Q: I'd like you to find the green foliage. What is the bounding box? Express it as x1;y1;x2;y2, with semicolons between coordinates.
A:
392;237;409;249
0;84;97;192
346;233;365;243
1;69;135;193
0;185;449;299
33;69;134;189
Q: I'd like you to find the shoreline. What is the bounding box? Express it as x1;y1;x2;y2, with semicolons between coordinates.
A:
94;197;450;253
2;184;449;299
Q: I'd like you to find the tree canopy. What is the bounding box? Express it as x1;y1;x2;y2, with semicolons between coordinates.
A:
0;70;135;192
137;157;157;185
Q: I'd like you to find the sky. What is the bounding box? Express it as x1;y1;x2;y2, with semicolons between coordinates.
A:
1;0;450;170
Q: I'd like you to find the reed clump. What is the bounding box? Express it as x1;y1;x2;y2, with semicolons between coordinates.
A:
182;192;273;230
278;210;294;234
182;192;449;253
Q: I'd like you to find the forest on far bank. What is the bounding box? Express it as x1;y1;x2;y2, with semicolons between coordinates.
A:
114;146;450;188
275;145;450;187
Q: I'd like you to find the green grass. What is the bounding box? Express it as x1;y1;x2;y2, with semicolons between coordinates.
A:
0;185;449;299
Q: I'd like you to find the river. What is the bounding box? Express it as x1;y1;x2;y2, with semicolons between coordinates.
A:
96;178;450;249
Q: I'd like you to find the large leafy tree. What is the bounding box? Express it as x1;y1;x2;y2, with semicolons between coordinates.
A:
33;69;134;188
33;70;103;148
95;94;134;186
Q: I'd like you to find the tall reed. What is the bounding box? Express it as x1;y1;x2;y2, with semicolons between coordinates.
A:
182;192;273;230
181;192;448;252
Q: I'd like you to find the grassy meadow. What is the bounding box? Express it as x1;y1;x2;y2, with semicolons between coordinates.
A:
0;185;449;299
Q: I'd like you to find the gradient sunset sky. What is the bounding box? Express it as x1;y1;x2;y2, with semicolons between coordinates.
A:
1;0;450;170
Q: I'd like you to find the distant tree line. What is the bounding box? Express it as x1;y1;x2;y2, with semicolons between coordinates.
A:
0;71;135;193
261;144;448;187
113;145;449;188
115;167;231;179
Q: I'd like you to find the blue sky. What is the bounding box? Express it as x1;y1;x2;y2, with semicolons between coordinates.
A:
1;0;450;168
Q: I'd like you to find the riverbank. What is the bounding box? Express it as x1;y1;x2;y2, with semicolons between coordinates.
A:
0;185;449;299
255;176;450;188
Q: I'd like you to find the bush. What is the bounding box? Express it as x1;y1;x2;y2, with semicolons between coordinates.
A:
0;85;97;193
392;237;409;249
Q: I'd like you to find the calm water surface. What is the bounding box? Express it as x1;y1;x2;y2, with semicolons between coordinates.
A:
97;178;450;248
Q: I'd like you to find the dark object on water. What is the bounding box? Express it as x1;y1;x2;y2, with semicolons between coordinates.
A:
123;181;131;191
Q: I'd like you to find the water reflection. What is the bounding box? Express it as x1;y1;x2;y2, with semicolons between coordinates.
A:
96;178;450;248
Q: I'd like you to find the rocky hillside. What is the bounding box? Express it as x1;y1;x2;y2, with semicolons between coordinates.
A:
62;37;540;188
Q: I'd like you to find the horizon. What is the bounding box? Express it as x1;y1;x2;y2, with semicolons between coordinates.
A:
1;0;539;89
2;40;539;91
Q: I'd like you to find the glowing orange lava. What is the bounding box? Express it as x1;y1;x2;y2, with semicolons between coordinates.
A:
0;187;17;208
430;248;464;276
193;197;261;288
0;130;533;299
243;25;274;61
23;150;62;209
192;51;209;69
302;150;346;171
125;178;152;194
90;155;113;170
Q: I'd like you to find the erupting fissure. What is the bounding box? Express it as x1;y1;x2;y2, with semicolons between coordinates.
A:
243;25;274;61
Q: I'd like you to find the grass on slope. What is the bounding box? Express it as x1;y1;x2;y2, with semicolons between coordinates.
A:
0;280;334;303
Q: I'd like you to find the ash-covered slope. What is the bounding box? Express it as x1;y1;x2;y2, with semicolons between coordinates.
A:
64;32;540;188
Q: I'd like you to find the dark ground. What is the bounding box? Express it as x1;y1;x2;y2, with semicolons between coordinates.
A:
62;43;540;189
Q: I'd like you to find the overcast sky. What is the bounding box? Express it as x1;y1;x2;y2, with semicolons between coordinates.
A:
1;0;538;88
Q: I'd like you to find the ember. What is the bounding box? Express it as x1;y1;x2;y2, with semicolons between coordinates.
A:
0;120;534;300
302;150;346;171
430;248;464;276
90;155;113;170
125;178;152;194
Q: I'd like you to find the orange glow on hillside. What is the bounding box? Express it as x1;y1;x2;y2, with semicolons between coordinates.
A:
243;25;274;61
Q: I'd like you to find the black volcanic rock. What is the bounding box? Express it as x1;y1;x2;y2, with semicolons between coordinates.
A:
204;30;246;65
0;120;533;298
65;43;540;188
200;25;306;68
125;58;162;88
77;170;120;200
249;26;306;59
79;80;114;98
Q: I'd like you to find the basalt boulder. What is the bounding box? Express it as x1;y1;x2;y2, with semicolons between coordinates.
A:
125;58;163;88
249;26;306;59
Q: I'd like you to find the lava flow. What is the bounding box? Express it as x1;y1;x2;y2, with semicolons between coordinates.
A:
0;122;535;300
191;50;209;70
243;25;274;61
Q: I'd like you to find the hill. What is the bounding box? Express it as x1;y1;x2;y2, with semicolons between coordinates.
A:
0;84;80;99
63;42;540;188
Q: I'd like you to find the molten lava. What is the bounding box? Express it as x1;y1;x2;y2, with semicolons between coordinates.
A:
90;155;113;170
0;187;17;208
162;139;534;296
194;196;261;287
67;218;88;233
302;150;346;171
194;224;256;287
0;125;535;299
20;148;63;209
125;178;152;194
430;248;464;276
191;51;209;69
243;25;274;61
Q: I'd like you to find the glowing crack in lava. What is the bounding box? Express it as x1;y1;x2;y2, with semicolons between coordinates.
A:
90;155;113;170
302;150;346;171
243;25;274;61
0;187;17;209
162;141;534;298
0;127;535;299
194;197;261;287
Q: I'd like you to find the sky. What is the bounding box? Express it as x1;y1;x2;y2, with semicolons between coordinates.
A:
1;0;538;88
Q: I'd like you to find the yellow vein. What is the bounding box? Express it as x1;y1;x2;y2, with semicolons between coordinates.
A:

____

## PROBLEM
Reproduce every line from the preceding data in which the word "dark" can be found.

## COMPLETED EXERCISE
Q: I'd like you to find the dark object on water. What is the bounding box? Express it as x1;y1;x2;y2, with semicolons between coordinates.
Q: I'd like you to find the dark ground. What is the bounding box? Express it as x1;y1;x2;y2, with semicolons between coordinates.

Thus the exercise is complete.